Source text:
= Beginning of Section =
We explore different combinations of face guidance and text prompts. Similarly to the segmentation
case, we use the text prompt as a fixed additional conditioning to Stable Diffusion and guide this
text-conditional trajectory with our algorithm so that the face in the generated image looks similar
to the face prompt. In Fig. 4, we clearly see that the facial characteristics of a given face prompt
are reproduced almost perfectly on the generated images. The descriptive text of either background,
material, or style is also realized correctly and blends nicely with the generated faces. We again
summarize our quantitative evaluation in Tab. 1. We evaluate the similarity between facial attributes
of ground-truth identity and the generated faces. In general, two faces are considered to be from the
same person if the similarity is over 0.5, and our algorithm can effectively guide the generated face to
meet the criteria.
Object Location Guidance For Stable Diffusion, we also present the results of guided image
generation with an object detection network. For this experiment, we use Faster-RCNN (Ren et al.,
2015) with Resnet-50-FPN backbone (Li et al., 2021), a publicly available pre-trained model in
Pytorch, as our object detector. We use bounding boxes with class labels as our object location
prompt. We construct a loss function ℓ by the sum of three individual losses, namely (1) anchor
classification loss, (2) bounding box regression loss and (3) region label classification loss.
= End of Section =
Exercise requirements:
Extract, word for word, the part of the passage on face and object guidance from "Object Location Guidance" to "label classification loss.". The records are not needed for this work.

Referring-expression pointing data:
= Beginning of Section =
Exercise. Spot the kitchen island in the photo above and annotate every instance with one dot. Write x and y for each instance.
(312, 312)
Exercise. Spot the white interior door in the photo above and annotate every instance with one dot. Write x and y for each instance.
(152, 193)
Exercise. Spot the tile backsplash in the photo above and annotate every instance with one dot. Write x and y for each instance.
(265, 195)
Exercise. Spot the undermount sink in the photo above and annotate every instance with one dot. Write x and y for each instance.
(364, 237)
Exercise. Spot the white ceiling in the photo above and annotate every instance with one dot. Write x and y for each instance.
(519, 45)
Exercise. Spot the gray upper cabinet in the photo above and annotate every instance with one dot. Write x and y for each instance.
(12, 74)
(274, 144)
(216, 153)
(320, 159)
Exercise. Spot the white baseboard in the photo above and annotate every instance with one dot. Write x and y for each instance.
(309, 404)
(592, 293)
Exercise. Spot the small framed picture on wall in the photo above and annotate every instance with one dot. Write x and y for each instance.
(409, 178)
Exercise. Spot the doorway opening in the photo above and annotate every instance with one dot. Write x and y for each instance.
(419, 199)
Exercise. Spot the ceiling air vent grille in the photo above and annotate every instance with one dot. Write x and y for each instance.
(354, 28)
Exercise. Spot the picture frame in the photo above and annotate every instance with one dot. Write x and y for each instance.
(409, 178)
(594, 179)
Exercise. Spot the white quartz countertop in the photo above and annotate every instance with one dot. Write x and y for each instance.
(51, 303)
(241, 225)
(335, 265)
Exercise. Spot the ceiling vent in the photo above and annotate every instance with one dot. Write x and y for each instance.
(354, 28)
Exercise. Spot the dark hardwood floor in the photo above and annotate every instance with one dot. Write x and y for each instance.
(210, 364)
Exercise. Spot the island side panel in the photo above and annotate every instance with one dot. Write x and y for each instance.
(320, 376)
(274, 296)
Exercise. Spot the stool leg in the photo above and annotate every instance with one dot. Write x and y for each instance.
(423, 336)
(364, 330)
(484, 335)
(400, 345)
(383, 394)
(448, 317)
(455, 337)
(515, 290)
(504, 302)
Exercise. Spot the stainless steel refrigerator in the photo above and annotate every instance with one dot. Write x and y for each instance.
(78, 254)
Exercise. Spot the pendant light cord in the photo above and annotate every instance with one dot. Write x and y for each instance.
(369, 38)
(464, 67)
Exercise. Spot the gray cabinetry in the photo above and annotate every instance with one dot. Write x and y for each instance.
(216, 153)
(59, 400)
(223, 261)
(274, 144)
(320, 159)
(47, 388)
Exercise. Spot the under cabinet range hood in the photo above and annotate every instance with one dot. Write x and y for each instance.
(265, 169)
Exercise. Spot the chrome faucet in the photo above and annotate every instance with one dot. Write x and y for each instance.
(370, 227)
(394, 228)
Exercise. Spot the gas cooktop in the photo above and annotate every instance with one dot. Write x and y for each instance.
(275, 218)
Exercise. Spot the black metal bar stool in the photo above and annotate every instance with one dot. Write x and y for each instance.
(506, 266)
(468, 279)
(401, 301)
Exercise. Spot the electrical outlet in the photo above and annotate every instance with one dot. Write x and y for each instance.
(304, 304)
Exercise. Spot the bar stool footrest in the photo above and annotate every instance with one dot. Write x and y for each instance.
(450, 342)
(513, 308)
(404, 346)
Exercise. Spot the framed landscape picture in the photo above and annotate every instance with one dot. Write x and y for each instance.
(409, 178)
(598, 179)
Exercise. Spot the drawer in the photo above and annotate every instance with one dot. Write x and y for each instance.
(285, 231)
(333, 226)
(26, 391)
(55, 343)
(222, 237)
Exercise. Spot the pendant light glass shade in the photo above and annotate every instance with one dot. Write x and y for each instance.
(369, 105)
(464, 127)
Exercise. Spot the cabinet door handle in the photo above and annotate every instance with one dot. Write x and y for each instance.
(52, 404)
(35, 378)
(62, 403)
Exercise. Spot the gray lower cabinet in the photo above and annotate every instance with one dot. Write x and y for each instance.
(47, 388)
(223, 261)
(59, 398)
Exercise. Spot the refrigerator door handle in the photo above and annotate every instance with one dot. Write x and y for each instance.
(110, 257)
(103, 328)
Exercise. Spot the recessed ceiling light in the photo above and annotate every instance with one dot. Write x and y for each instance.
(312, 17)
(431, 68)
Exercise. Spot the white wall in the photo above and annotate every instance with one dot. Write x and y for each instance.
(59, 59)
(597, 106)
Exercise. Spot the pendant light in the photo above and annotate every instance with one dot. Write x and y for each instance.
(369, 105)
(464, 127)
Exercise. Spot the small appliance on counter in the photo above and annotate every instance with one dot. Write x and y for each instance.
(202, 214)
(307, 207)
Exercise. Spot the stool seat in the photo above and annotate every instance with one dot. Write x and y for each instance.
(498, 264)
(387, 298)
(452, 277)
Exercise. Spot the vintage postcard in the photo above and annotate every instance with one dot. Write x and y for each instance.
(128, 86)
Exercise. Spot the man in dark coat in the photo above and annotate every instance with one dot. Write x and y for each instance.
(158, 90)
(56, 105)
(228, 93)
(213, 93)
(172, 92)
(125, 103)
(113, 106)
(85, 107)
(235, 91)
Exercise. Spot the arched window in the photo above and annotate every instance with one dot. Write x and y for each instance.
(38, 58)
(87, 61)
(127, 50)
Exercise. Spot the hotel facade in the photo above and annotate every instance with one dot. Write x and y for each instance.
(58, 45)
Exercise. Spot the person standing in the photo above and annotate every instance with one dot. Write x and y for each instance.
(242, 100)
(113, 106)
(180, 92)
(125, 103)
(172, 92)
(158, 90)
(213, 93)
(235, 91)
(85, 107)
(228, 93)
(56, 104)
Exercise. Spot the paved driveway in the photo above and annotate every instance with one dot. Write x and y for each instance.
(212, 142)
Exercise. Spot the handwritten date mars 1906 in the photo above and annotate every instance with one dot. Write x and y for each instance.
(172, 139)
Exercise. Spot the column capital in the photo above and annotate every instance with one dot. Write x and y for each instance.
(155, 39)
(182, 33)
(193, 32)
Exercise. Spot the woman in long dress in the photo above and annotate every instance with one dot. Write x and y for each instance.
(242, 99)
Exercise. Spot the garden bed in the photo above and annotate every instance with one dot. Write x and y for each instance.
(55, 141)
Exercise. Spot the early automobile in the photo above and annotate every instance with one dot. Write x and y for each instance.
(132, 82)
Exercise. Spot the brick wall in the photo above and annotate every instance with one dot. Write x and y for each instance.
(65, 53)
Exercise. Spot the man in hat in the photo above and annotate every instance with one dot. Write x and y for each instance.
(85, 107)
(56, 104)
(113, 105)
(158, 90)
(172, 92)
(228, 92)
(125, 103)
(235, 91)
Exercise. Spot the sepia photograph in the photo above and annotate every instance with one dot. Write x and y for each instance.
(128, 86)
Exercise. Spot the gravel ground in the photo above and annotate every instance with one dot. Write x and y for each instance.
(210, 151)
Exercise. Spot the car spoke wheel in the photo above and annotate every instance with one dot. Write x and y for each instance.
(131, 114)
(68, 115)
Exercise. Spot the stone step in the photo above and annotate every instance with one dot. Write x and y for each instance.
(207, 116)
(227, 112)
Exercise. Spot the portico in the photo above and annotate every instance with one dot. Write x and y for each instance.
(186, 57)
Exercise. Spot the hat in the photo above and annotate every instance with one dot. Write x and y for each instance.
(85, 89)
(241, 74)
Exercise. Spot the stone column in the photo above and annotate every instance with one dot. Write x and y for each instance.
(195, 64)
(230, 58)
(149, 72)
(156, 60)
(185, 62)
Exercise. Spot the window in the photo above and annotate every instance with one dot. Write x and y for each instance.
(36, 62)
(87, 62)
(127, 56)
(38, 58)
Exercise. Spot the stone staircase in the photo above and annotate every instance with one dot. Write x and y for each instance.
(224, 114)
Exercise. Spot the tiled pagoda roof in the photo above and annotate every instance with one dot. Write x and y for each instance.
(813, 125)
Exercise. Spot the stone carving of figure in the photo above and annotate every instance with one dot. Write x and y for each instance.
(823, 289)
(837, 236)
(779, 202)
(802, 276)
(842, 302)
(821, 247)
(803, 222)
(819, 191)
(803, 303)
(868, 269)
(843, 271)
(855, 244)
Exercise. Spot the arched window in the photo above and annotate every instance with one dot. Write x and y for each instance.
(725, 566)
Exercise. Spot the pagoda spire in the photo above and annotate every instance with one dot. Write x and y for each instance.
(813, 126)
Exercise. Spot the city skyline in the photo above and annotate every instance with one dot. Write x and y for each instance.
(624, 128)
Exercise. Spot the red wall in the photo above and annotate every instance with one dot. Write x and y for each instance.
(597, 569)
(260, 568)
= End of Section =
Final answer:
Object Location Guidance For Stable Diffusion, we also present the results of guided image
generation with an object detection network. For this experiment, we use Faster-RCNN (Ren et al.,
2015) with Resnet-50-FPN backbone (Li et al., 2021), a publicly available pre-trained model in
Pytorch, as our object detector. We use bounding boxes with class labels as our object location
prompt. We construct a loss function ℓ by the sum of three individual losses, namely (1) anchor
classification loss, (2) bounding box regression loss and (3) region label classification loss.